» EXERCISE PROMPT: Find the line with "query | spot the leaf and" in the entries below, then reproduce it and every line after it down to and including the line with "query | spot the broad", exactly.

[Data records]
"""
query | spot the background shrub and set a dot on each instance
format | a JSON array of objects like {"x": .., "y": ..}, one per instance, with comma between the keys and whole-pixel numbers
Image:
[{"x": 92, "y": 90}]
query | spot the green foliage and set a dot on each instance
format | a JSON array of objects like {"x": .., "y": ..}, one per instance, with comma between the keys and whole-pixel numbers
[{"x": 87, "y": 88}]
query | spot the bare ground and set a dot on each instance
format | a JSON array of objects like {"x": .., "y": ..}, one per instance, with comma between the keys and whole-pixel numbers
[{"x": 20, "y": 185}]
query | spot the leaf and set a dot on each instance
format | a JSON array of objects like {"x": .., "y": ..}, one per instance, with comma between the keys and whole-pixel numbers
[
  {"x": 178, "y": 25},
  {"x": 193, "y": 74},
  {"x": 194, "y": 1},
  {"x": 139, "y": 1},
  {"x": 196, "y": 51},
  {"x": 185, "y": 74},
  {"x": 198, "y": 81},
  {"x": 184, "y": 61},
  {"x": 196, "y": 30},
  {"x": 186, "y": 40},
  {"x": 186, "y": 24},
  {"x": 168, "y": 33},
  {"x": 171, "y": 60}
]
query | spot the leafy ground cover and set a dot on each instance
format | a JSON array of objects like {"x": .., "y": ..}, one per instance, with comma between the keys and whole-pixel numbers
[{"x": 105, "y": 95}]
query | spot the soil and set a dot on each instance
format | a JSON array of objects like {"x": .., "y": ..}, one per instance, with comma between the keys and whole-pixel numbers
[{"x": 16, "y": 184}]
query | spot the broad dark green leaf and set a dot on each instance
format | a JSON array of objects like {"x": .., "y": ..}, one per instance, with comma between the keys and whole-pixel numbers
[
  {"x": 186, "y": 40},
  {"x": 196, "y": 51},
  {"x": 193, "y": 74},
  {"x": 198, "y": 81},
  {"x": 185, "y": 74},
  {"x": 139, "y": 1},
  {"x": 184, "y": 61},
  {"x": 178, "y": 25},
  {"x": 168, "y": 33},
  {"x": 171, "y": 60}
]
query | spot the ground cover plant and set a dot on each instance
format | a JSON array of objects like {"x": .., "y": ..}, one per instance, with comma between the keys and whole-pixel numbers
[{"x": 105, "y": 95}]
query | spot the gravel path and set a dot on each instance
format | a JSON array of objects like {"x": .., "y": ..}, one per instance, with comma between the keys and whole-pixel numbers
"""
» OUTPUT OF THE EXERCISE:
query | spot the leaf and set a dot on each instance
format | a JSON array of objects like {"x": .., "y": ..}, one per instance, with comma between the keys and whole-pixel numbers
[
  {"x": 178, "y": 25},
  {"x": 193, "y": 74},
  {"x": 194, "y": 1},
  {"x": 139, "y": 1},
  {"x": 196, "y": 51},
  {"x": 185, "y": 74},
  {"x": 198, "y": 81},
  {"x": 184, "y": 61},
  {"x": 196, "y": 30},
  {"x": 186, "y": 40},
  {"x": 186, "y": 24},
  {"x": 168, "y": 33},
  {"x": 171, "y": 60}
]
query | spot the leafy ground cover and set a dot on each instance
format | a JSON array of objects like {"x": .., "y": ..}, one per instance, with comma between the keys and whole-pixel numbers
[{"x": 105, "y": 95}]
query | spot the soil and set a dot on each instance
format | a JSON array of objects like {"x": .., "y": ..}, one per instance, with comma between the keys and whole-pixel numbers
[{"x": 16, "y": 184}]
query | spot the broad dark green leaf and set a dot on each instance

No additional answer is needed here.